- _YOUR GOAL_
Each entry has to be copied exactly, with nothing missed.

- _DATASET EXCERPTS_
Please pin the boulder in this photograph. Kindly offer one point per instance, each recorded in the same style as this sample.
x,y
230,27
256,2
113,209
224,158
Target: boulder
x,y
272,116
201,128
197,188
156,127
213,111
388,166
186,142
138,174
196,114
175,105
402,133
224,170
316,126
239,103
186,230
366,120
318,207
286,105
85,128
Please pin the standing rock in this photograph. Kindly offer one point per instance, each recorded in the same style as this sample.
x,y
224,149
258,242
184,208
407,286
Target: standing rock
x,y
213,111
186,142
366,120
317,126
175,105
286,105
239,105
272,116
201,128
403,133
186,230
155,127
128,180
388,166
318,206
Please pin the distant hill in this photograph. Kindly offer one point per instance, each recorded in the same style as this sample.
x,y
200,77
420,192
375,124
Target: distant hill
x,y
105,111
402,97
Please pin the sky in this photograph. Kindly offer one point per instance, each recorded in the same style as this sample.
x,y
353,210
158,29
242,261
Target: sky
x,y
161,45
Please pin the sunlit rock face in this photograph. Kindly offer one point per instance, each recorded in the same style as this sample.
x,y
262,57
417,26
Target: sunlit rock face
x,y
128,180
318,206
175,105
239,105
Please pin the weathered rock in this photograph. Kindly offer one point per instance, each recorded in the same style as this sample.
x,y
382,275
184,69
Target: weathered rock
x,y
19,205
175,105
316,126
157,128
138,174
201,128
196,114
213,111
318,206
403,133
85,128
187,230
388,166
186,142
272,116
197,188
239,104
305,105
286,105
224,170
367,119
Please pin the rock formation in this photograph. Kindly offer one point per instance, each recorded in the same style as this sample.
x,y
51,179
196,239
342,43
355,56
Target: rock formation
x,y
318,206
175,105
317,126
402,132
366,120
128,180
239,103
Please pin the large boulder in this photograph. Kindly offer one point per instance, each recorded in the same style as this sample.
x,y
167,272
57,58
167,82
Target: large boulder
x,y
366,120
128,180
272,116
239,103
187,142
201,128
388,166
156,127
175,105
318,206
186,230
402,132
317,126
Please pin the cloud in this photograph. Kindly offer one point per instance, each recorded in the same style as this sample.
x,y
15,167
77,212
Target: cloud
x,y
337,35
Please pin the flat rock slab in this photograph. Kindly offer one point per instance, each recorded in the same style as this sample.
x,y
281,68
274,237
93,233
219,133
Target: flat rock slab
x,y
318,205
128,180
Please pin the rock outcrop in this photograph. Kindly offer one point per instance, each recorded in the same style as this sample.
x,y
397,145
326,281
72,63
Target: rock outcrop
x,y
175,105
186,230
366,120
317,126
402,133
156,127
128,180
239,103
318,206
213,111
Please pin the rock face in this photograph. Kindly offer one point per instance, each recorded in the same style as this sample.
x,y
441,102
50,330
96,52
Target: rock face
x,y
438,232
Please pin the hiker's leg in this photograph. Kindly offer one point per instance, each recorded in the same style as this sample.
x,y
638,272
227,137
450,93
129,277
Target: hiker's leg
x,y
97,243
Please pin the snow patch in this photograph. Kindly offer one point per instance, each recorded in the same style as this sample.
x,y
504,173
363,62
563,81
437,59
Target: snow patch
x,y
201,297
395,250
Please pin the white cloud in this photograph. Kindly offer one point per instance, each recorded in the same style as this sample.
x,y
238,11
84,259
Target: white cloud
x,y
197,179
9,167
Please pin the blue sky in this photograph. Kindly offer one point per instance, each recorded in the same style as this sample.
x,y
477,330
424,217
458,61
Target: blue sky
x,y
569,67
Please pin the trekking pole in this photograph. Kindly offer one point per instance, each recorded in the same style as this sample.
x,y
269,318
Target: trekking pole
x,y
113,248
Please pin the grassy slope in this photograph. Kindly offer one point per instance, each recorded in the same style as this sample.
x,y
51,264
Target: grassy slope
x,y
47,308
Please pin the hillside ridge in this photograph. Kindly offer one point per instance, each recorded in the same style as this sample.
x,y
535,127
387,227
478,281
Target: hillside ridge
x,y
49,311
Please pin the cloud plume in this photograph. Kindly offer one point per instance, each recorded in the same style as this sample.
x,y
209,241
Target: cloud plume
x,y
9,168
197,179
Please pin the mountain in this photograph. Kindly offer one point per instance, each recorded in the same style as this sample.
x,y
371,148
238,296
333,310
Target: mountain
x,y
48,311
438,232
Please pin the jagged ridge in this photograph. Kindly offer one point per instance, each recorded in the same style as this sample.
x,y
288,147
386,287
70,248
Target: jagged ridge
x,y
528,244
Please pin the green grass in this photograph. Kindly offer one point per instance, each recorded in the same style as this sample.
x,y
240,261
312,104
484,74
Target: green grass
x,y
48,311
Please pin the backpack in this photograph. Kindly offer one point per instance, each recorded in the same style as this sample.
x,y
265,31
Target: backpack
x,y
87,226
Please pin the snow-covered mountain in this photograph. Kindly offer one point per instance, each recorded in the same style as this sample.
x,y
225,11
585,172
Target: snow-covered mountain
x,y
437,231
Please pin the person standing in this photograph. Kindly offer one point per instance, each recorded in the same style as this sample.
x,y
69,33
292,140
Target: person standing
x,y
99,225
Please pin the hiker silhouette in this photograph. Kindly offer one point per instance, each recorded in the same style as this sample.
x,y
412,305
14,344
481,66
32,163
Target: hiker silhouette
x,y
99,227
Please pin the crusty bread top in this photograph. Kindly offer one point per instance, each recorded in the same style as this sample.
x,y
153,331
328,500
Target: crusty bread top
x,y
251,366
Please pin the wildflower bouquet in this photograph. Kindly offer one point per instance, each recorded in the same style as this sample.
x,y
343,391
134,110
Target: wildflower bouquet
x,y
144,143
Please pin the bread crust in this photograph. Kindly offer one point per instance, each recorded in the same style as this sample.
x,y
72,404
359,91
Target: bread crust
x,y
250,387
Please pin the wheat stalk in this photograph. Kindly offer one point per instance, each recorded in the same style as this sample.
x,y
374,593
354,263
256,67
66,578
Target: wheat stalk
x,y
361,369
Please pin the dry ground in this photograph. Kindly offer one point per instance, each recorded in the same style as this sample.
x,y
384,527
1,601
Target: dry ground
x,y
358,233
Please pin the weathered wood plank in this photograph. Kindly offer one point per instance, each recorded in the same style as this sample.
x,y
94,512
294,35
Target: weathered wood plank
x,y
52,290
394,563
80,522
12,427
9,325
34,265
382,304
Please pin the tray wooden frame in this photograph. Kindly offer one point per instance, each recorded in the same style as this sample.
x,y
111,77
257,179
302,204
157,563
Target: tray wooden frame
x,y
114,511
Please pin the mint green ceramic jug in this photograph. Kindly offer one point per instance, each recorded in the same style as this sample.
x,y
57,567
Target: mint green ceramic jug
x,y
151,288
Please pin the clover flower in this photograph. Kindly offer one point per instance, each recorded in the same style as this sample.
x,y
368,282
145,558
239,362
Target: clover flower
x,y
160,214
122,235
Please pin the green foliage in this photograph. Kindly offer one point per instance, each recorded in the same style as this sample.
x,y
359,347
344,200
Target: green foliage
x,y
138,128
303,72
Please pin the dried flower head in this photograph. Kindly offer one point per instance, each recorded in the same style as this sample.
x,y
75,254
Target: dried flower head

- _SOLUTION TO THIS EXERCISE_
Please pin the boulder in this photograph. Kindly offer one point per instance, each recorded in the same style as this sample.
x,y
230,27
256,2
113,209
224,158
Target: boulder
x,y
272,116
201,128
197,188
156,127
213,111
388,166
186,142
138,174
196,114
175,105
402,133
224,170
316,126
239,103
186,230
366,120
318,207
286,105
85,128
Please pin the standing rock in this photograph. Kindly offer one point per instance, each recorded in the same style as this sample.
x,y
224,149
258,242
184,208
407,286
Target: standing rock
x,y
213,111
186,142
366,120
317,126
175,105
286,105
239,105
272,116
201,128
403,133
186,230
155,127
128,180
388,166
318,206
Please pin the distant hill in this photograph. Kindly offer one point per instance, each recorded in the same style as this sample.
x,y
200,77
420,192
375,124
Target: distant hill
x,y
105,111
402,97
Please pin the sky in this photograph. Kindly offer one point per instance, each recorded in the same style as this sample.
x,y
353,210
158,29
242,261
Target: sky
x,y
161,45
Please pin the sunlit rock face in this photograph. Kindly offer one point per instance, each recorded in the same style as this sample.
x,y
262,57
417,26
Target: sunlit rock face
x,y
128,180
318,206
175,105
239,105
Please pin the weathered rock in this photograph. Kindly offer one point per instance, each recorded in the same style as this sample.
x,y
382,275
184,69
Target: weathered rock
x,y
19,205
175,105
316,126
157,128
138,174
201,128
196,114
213,111
318,206
403,133
85,128
187,230
388,166
186,142
272,116
197,188
239,104
305,105
286,105
224,170
367,119
Please pin the rock formation in this photograph. Kindly offer one point per instance, each recorded in the same style as this sample.
x,y
51,179
196,239
342,43
355,56
Target: rock formation
x,y
318,206
175,105
317,126
402,132
366,120
128,180
239,103
Please pin the large boulder in this photograph. Kindly offer one point per instance, each recorded in the same style as this sample.
x,y
167,272
57,58
167,82
Target: large boulder
x,y
366,120
128,180
272,116
239,103
187,142
201,128
388,166
156,127
175,105
318,206
186,230
402,132
317,126
Please pin the cloud in this photograph. Kindly offer one point per instance, each recorded in the same style as this sample.
x,y
15,167
77,212
Target: cloud
x,y
337,35
Please pin the flat rock slab in this photograph. Kindly offer one point per instance, each recorded in the same style as this sample.
x,y
281,68
274,237
93,233
219,133
Target: flat rock slab
x,y
318,205
128,180
Please pin the rock outcrop in this photograph. Kindly offer one point per instance, each recorded in the same style as this sample.
x,y
397,145
326,281
72,63
Target: rock outcrop
x,y
175,105
186,230
366,120
317,126
402,133
156,127
128,180
239,103
318,206
213,111
Please pin the rock face in this photograph. Kindly offer one point per instance, each recorded in the same style as this sample.
x,y
441,102
50,330
96,52
Target: rock face
x,y
438,232
Please pin the hiker's leg in this photograph. Kindly offer one point per instance, each recorded in the same style as this sample.
x,y
638,272
227,137
450,93
129,277
Target: hiker's leg
x,y
97,243
Please pin the snow patch in this photograph. Kindly offer one point per instance, each recorded in the same style as this sample.
x,y
504,173
363,62
563,81
437,59
Target: snow patch
x,y
201,297
395,250
Please pin the white cloud in this photograph. Kindly offer one point per instance, each recorded in the same style as this sample.
x,y
238,11
84,259
Target: white cloud
x,y
197,179
9,167
Please pin the blue sky in this photograph. Kindly offer one point per instance, each recorded in the same style as this sample.
x,y
477,330
424,217
458,61
Target: blue sky
x,y
569,67
Please pin the trekking pole in this photograph. Kindly offer one point per instance, each recorded in the same style as this sample.
x,y
269,318
Target: trekking pole
x,y
113,248
Please pin the grassy slope in this photograph. Kindly offer one point per instance, each recorded in the same style as this sample.
x,y
51,264
Target: grassy slope
x,y
47,308
Please pin the hillside ridge in this photograph. Kindly offer one point per instance, each recorded in the same style as this sample.
x,y
535,127
387,227
478,281
Target: hillside ridge
x,y
49,311
Please pin the cloud plume in this photograph. Kindly offer one point per instance, each recorded in the same style as this sample.
x,y
209,241
Target: cloud plume
x,y
9,168
197,179
Please pin the mountain in this photograph. Kindly offer one point per instance, each recorded in the same style as this sample.
x,y
371,148
238,296
333,310
Target: mountain
x,y
48,311
438,232
Please pin the jagged ridge in this photograph. Kindly offer one point per instance, each recorded in the same style as this sample.
x,y
288,147
386,287
70,248
Target: jagged ridge
x,y
528,244
Please pin the green grass in this photograph. Kindly offer one point per instance, each recorded in the same style as this sample.
x,y
240,261
312,104
484,74
Target: green grass
x,y
48,311
Please pin the backpack in this photograph. Kindly offer one point per instance, each recorded in the same style as this sample.
x,y
265,31
Target: backpack
x,y
87,226
Please pin the snow-covered mountain in this photograph. Kindly offer one point per instance, each recorded in the same style as this sample.
x,y
225,11
585,172
Target: snow-covered mountain
x,y
437,231
Please pin the person standing in this photograph. Kindly offer one point per instance, each recorded in the same style as this sample.
x,y
69,33
292,140
Target: person standing
x,y
99,225
Please pin the hiker silhouette in this photograph. Kindly offer one point per instance, each recorded in the same style as this sample.
x,y
412,305
14,344
481,66
32,163
Target: hiker silhouette
x,y
99,227
Please pin the crusty bread top in this photograph. Kindly offer one point per instance, each recorded in the same style as this sample.
x,y
153,331
328,500
Target: crusty bread top
x,y
251,366
Please pin the wildflower bouquet in this photograph. Kindly offer one point per instance, each recorded in the same style as this sample.
x,y
343,391
134,110
Target: wildflower bouquet
x,y
144,143
Please pin the bread crust in this photograph. Kindly offer one point per instance, each recorded in the same style as this sample.
x,y
72,404
359,91
Target: bread crust
x,y
250,387
Please pin the wheat stalk in this photograph. Kindly offer one point per instance, each recorded in the same style as this sample.
x,y
374,593
354,263
256,67
66,578
Target: wheat stalk
x,y
361,369
Please pin the dry ground in this photograph. Kindly offer one point per instance, each recorded in the same style as this sample.
x,y
384,527
1,601
Target: dry ground
x,y
358,233
Please pin the weathered wood plank in this photograph. Kindly offer one point per instance, each recorded in the same style as this sample.
x,y
94,512
294,35
Target: weathered wood plank
x,y
52,290
394,563
80,522
12,427
9,325
34,265
382,304
Please pin the tray wooden frame in this photograph. Kindly offer one point per instance, each recorded in the same style as this sample.
x,y
111,77
257,179
302,204
157,563
Target: tray wooden frame
x,y
114,511
Please pin the mint green ceramic jug in this photograph. Kindly offer one point per instance, each recorded in the same style as this sample.
x,y
57,567
Target: mint green ceramic jug
x,y
151,288
Please pin the clover flower in this photograph. Kindly offer one point per instance, each recorded in the same style as this sample.
x,y
368,282
145,558
239,362
Target: clover flower
x,y
160,214
122,235
Please pin the green foliage in this photograph. Kindly offer one point per instance, each recorded in the same style as this sample.
x,y
359,347
344,200
Target: green foliage
x,y
138,128
303,72
Please pin the dried flower head in this photograph. Kindly offer one point per instance, each recorded in the same style as this sample.
x,y
75,254
Target: dried flower head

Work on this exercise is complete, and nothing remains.